_What the exercise asks_: Pull out every line word for word, starting at the very first one and stopping after the line that contains "(0, 198), (110, 263)". Leave the pictures out of your answer.

_Input material_:
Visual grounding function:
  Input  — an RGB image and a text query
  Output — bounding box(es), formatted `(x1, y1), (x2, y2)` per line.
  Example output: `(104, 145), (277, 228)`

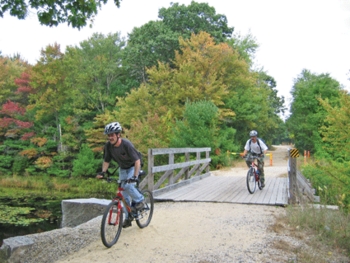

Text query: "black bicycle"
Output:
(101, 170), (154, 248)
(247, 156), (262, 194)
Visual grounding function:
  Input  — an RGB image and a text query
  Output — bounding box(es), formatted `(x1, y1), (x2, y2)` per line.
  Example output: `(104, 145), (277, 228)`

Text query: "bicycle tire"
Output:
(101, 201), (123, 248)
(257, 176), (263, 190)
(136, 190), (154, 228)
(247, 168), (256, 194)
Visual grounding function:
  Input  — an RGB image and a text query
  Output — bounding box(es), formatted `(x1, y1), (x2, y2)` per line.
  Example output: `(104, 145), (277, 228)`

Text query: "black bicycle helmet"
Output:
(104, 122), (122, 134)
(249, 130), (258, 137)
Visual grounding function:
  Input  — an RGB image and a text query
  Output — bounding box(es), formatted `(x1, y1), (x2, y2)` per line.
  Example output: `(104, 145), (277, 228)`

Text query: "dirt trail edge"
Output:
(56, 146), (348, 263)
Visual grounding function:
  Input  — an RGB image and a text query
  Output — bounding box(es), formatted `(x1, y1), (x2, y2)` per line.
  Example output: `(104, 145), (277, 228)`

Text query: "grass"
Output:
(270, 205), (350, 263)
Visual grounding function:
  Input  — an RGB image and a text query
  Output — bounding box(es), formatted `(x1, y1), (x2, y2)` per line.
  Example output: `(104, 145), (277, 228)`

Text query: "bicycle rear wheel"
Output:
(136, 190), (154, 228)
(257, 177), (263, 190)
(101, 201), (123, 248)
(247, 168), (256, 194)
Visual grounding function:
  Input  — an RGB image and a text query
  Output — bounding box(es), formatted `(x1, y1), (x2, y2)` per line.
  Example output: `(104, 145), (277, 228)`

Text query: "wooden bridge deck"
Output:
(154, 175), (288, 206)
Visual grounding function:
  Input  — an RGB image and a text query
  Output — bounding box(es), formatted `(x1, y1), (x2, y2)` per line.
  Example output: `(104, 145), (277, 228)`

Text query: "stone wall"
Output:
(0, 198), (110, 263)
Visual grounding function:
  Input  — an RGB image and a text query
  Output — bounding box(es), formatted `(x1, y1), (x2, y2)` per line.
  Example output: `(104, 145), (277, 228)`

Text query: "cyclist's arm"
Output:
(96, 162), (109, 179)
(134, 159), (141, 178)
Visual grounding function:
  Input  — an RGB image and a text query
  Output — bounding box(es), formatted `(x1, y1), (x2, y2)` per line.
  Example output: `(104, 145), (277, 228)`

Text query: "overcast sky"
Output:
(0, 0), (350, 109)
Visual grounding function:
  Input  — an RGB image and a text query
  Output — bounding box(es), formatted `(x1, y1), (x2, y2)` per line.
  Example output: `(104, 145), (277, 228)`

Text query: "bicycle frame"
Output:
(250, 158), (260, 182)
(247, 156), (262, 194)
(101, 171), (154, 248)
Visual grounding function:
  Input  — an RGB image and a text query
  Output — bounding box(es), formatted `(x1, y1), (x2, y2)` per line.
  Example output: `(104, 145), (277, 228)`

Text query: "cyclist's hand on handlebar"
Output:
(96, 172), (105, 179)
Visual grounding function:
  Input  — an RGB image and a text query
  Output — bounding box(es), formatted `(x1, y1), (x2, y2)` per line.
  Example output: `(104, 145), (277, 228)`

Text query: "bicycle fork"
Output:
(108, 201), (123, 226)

_Exercise response_:
Visual grounding function:
  Input  — an RGB image and a text query
  Output — bounding box(es), formatted `(x1, y1), (x2, y2)` per line.
  Example output: `(104, 145), (277, 228)`


Text query: "black bicycle"
Output:
(101, 170), (154, 248)
(247, 156), (262, 194)
Visual grounding function:
  Input  — an RGB image and a text query
  Output — bounding box(es), formatted `(x1, y1), (x2, y2)` per line.
  Example output: `(104, 145), (277, 228)`

Text query: "bicycle tire"
Output:
(101, 201), (123, 248)
(257, 176), (263, 190)
(136, 190), (154, 228)
(247, 168), (256, 194)
Visual grounding function:
  Input  — an RGB image and a text query
  Output — bounding box(es), formatted `(x1, y1), (x2, y2)` per line.
  Example output: `(104, 145), (277, 228)`

Text query: "black bicycle helmet"
Output:
(104, 122), (122, 134)
(249, 130), (258, 137)
Visual grounding function:
  Input  — an RGB image and a text query
  Output — bounding box(es), formatted `(x1, y1), (x2, y2)` per line.
  Example output: `(104, 145), (277, 228)`

Text query: "dirt trail edge"
Output:
(56, 146), (348, 263)
Visual grounding function:
  Input  — an RGB image and a text query
  Output — bounding box(es), formatted `(x1, y1), (x2, y2)` per line.
  Example output: `(104, 145), (277, 228)`

Text query: "grass"
Output:
(270, 205), (350, 263)
Visual grounding function:
  Input  — an RGB image and a text query
  Output — bounding box(es), formatted `(x1, y1), (x2, y2)` per line.
  Example output: `(104, 145), (277, 228)`

Text query: "bicycle rear wheel"
Output:
(136, 190), (154, 228)
(257, 177), (263, 190)
(101, 201), (123, 248)
(247, 168), (256, 194)
Visual grounding function:
  Input  — an RGB image and a text query
  Output — bounding box(es), formatted `(x1, y1), (x2, y2)` per line.
  Example output: `(104, 145), (277, 228)`

Text query: "wooden bridge deck"
Output:
(154, 175), (288, 206)
Visual grounding function:
  Input  — an RGB image and a text query
  Output — bounding box(es), formatted `(x1, y1), (x2, y2)` per line.
  Example output: `(104, 145), (277, 228)`

Text query: "stone wall"
Output:
(0, 198), (110, 263)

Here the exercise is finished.